## Exercise brief
Read the records beneath this task and copy every line that contains the string "sign".

------------------------------------------------------------------------

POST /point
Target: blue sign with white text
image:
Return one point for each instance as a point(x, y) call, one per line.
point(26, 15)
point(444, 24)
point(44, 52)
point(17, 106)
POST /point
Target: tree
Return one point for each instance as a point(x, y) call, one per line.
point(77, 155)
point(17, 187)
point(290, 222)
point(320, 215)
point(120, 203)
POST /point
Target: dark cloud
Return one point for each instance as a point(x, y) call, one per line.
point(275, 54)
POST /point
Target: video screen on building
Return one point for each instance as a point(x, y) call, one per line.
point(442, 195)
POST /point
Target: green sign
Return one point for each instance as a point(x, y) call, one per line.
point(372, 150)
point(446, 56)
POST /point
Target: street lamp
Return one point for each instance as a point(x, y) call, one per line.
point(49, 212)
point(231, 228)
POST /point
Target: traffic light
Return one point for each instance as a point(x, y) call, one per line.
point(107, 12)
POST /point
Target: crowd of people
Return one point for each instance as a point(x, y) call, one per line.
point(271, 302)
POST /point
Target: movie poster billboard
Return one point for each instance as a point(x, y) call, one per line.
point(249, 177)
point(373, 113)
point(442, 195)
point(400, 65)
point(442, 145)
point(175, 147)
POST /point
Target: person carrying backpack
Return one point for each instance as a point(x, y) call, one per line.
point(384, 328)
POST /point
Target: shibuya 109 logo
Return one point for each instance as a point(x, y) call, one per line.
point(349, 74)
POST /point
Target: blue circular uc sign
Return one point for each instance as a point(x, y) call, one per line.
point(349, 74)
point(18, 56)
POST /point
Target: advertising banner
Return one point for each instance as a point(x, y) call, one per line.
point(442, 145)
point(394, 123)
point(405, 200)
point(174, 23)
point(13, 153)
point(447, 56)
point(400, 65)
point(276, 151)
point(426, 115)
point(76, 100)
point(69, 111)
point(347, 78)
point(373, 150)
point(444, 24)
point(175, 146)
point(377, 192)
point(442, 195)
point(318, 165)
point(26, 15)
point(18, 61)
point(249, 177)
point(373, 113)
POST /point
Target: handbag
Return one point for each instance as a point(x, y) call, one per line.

------------------------------------------------------------------------

## Response area
Target: blue sign with white text
Target: green sign
Target: blue circular uc sign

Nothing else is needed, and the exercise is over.